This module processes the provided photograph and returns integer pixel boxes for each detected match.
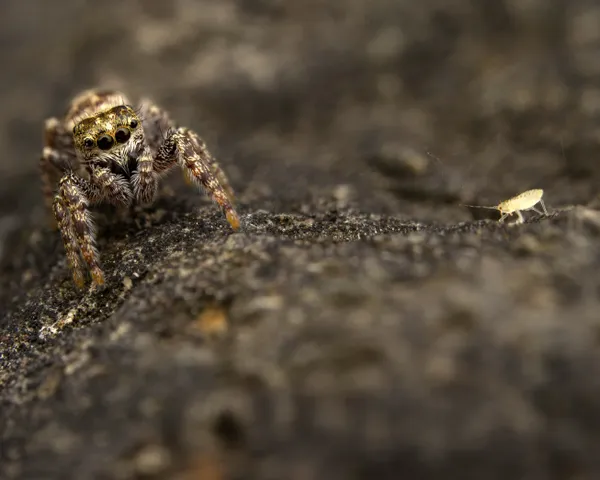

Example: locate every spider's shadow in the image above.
[90,193,200,244]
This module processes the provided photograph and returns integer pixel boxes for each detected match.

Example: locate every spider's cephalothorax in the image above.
[41,88,240,288]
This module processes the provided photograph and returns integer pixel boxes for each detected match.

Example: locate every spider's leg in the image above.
[152,124,239,230]
[139,100,238,228]
[53,172,104,287]
[41,117,77,228]
[139,100,197,188]
[53,195,86,288]
[210,158,236,207]
[182,168,194,186]
[173,127,239,229]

What you are asked to do: Print the whole listing exactly. No pictures belong in the copy.

Answer for this exercise:
This module processes the provided photograph and returns integer pixel boxes for each detected match.

Example: locate every spider's shadow in the image above.
[90,193,200,244]
This module processes the provided photograph and returns integer pixel boxes for each detected match.

Example: locate every spider's cephalothorax in the image above.
[41,88,240,288]
This module processes the provided photograph and returns integer pixel boxes for each detected match.

Example: locate every spider's leg in the image above.
[152,124,239,230]
[139,100,238,228]
[53,172,104,287]
[41,117,77,228]
[139,100,197,188]
[53,195,86,288]
[210,158,236,207]
[182,168,194,186]
[173,127,239,229]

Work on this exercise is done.